## [Teks Sumber]
- - - -

اَكْمَلُ
اْلمُؤْمِنِيْنَ اِيْمَانًا وَ اَحْسَنُهُمْ خُلُقًا
Orang
mukmin yang paling sempurna keimanannya adalah orang yang sempurna budi
pekertinya. (HR. Tirmidzi)
a.
Orang Yang terbaik adalah yang
terbaik akhlaknya
Menjadi baik bukan hanya
ketika dari mulut ini muncul pengakuan akan iman. Orang munafik dahulu, mereka
pun mengakui bahwa dirinya beriman, tapi sesungguhnya mereka belum beriman.
Kesibukan akan penilaian baiknya terhadap dirinya sendiri menjadi mereka
pendusta. Dari sinilah benih perusakan muncul, sebab sifat tak acuh dengan
sekitarnya menjadikan hatinya tertutup rapat dari kebenaran dan kian hilang
kepekaan.
Ini digambarkan oleh Allah
dalam al-Quran sbb:
“Di antara manusia ada yang
mengatakan: "Kami beriman kepada Allah dan Hari kemudian," pada
hal mereka itu sesungguhnya bukan orang-orang yang beriman.
Mereka
hendak menipu Allah dan orang-orang yang
beriman, padahal mereka hanya menipu dirinya sendiri sedang mereka tidak sadar.
Dalam hati mereka ada penyakit, lalu ditambah Allah penyakitnya; dan bagi
mereka siksa yang pedih, disebabkan mereka berdusta.
Dan
bila dikatakan kepada mereka:"Janganlah kamu membuat kerusakan di muka
bumi". Mereka menjawab: "Sesungguhnya kami orang-orang yang
mengadakan perbaikan."(al-Baqarah: 22-24)

- - - -

## [Data Mentah]

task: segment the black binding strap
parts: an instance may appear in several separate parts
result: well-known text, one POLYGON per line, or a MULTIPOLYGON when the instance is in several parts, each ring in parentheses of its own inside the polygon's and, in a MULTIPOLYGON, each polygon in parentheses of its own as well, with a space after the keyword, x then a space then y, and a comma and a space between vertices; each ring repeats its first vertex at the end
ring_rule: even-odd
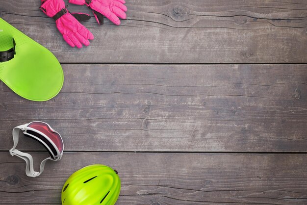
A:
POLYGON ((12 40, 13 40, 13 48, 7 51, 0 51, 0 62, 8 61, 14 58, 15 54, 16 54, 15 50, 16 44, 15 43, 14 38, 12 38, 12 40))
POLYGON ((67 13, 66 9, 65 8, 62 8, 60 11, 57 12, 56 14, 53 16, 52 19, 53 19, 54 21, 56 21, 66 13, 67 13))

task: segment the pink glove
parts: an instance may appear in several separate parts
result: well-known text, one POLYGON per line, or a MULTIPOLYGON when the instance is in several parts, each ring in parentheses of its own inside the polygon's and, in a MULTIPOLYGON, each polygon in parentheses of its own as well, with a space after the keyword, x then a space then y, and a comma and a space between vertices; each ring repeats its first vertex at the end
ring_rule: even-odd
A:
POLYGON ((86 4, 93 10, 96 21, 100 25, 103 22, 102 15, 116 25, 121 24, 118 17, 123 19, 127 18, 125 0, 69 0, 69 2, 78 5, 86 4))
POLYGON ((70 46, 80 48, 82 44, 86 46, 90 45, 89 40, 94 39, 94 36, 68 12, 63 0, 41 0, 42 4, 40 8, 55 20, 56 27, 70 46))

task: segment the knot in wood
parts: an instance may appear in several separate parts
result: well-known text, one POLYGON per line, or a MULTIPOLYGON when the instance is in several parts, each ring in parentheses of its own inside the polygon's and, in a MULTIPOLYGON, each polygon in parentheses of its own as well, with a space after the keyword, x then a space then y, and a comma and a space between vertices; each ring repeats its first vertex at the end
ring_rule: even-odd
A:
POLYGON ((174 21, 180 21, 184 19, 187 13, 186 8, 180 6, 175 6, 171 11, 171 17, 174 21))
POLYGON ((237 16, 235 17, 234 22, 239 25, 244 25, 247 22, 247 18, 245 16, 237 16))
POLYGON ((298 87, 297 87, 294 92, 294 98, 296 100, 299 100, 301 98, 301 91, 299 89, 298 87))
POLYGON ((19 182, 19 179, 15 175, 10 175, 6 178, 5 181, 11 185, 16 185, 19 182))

- - - -

## [Tugas yang Dikerjakan]
**1)** Salin dengan tepat bagian teks sumber, mulai dari kata-kata "Kesibukan akan penilaian" sampai kata-kata "disebabkan mereka berdusta.".
**2)** Terjemahkan kalimat dari teks sumber ini ke dalam bahasa Inggris: "Orang munafik dahulu, mereka pun mengakui bahwa dirinya beriman, tapi sesungguhnya mereka belum beriman."
**3)** Jawablah pertanyaan berikut berdasarkan teks sumber.
(a) Siapa yang meriwayatkan hadis tentang orang mukmin yang paling sempurna keimanannya?
(b) Menurut teks sumber, sifat apa yang menjadikan hati tertutup rapat dari kebenaran?
(c) Menurut ayat yang dikutip, apa sebab mereka mendapat siksa yang pedih?
Butir-butir data tidak ada hubungannya dengan teks sumber.

## [Jawaban Lengkap]
**1)**
Kesibukan akan penilaian baiknya terhadap dirinya sendiri menjadi mereka
pendusta. Dari sinilah benih perusakan muncul, sebab sifat tak acuh dengan
sekitarnya menjadikan hatinya tertutup rapat dari kebenaran dan kian hilang
kepekaan.
Ini digambarkan oleh Allah
dalam al-Quran sbb:
“Di antara manusia ada yang
mengatakan: "Kami beriman kepada Allah dan Hari kemudian," pada
hal mereka itu sesungguhnya bukan orang-orang yang beriman.
Mereka
hendak menipu Allah dan orang-orang yang
beriman, padahal mereka hanya menipu dirinya sendiri sedang mereka tidak sadar.
Dalam hati mereka ada penyakit, lalu ditambah Allah penyakitnya; dan bagi
mereka siksa yang pedih, disebabkan mereka berdusta.

**2)** The hypocrites of the past also claimed that they had faith, but in truth they did not yet have faith.

**3)**
(a) Hadis itu diriwayatkan oleh Tirmidzi.
(b) Sifat tak acuh dengan sekitarnya menjadikan hati tertutup rapat dari kebenaran.
(c) Mereka mendapat siksa yang pedih karena mereka berdusta.